So, I’m in a spot of name bother.
I’m 21 weeks pregnant and our top pick happens to be the name of one of my good friends.
When the suggestion first came up during an animated brainstorming session at 10 weeks, I dismissed it immediately. We can’t use our friend’s name! It’s weird, and rife with danger.
But after parking it, and exploring every ‘Annabelle’ and ‘Isabelle’ Google could throw at us, it’s the one name we keep coming back to.
It ticks all of our boxes.
It’s well known, but not everywhere. It sits comfortably in front of my husband’s take-a-deep-breath-before-you-say-it multi-syllabic, hyphenated surname. It transitions well from childhood to adulthood, and it doesn’t wave a red flag to a bully.
So what’s the problem? Just use the name, you say!
We probably will
But what is the etiquette? Do I give my friend a heads up so she’s not caught off guard when the baby’s born? Surprise! We’re taking your name! Or will that conversation only serve to make me feel better? If she did feel uncomfortable about it, what could she say? “NO! I FORBID IT!” Unlikely.
That’s why the heads-up convo feels so hollow. Our hearts are 99 per cent set, so if she did have a problem with it, would we change it? Unlikely.

◆ **Stored data**
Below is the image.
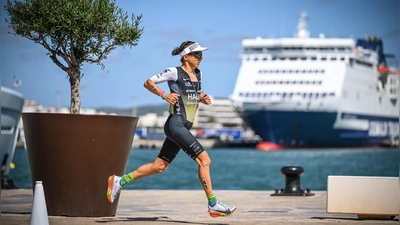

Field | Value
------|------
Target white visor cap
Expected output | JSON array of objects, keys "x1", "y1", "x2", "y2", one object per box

[{"x1": 179, "y1": 43, "x2": 208, "y2": 57}]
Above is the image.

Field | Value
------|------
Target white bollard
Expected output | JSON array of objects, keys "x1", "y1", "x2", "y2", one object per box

[{"x1": 29, "y1": 181, "x2": 49, "y2": 225}]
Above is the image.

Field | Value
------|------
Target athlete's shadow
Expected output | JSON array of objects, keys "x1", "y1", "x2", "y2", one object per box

[{"x1": 95, "y1": 216, "x2": 229, "y2": 225}]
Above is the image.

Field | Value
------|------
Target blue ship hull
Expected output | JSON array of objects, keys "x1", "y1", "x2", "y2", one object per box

[{"x1": 240, "y1": 110, "x2": 399, "y2": 148}]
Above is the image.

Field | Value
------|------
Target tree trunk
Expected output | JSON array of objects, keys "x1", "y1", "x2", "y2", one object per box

[{"x1": 68, "y1": 68, "x2": 81, "y2": 114}]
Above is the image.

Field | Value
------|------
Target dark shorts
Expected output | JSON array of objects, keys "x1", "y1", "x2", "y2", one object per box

[{"x1": 158, "y1": 114, "x2": 204, "y2": 163}]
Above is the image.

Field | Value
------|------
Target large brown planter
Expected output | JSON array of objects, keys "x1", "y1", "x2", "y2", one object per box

[{"x1": 22, "y1": 113, "x2": 139, "y2": 217}]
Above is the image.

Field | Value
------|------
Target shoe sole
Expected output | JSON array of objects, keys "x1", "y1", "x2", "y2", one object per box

[
  {"x1": 208, "y1": 207, "x2": 236, "y2": 218},
  {"x1": 107, "y1": 175, "x2": 115, "y2": 203}
]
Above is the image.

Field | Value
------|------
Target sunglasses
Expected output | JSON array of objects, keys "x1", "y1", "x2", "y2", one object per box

[{"x1": 190, "y1": 52, "x2": 203, "y2": 59}]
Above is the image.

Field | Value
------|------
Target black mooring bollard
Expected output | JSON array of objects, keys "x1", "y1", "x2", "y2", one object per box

[{"x1": 271, "y1": 166, "x2": 314, "y2": 196}]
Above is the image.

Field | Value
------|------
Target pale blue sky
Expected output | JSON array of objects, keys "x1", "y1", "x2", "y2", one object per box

[{"x1": 0, "y1": 0, "x2": 400, "y2": 108}]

◆ **Task instructions**
**A)** In the baby-name post, at how many weeks of pregnancy did the friend's name first come up as a suggestion?
**B)** Carry on the baby-name post, starting after its final sentence.

◆ **Task-by-task results**
**A)** At 10 weeks.

**B)**
By addressing it with her, am I making it bigger than it needs to be? Misleading her into thinking it’s some kind of sentimental gesture.
Maybe she’ll be flattered? This is where the layers of awkward start to pile up. While we think this woman is the bee’s knees, we’re not naming the baby ‘after’ her. That’s only something you do with dead grandparents, right? Too much pressure for living, breathing people who still have the ability to piss you off.
No wonder teachers have an impossible time naming their spawn.
There’s a ‘degree of separation’ rule at play here. This would be a non-issue if she were an acquaintance or a friend of a friend. Distant enough from the inner circle that no social tap dance is required.
But this particular friend is a good enough, frequent enough friend that I feel a bit odd about it. If I put myself in her shoes, and she named her daughter ‘Jaime’, with no acknowledgement of it pre or post-birth, there would be an (impeccably named) elephant in the room. Not an angry elephant, but an awkward one.
The less often I see this friend, the more I come to terms with using the name. But as soon as we catch up, I regress. The name becomes hers again. It’s too loaded with everything she is. As wonderful and kick arse as that is.
When poaching your friend’s name is already a bit sticky, how do you manage it in the least-weird way possible, and contain the awkward? A casual mention at coffee? A passing joke once the baby is born? Or is using the name of someone you’re close to just a terrible idea to begin with?
Monty and Nat Bass had a chat all about baby names in the vid below. Have a watch of Nat’s full vid series here, or if podcasts are more your bag, then you can subscribe to our pod channel (which includes our full chat with Nat) here.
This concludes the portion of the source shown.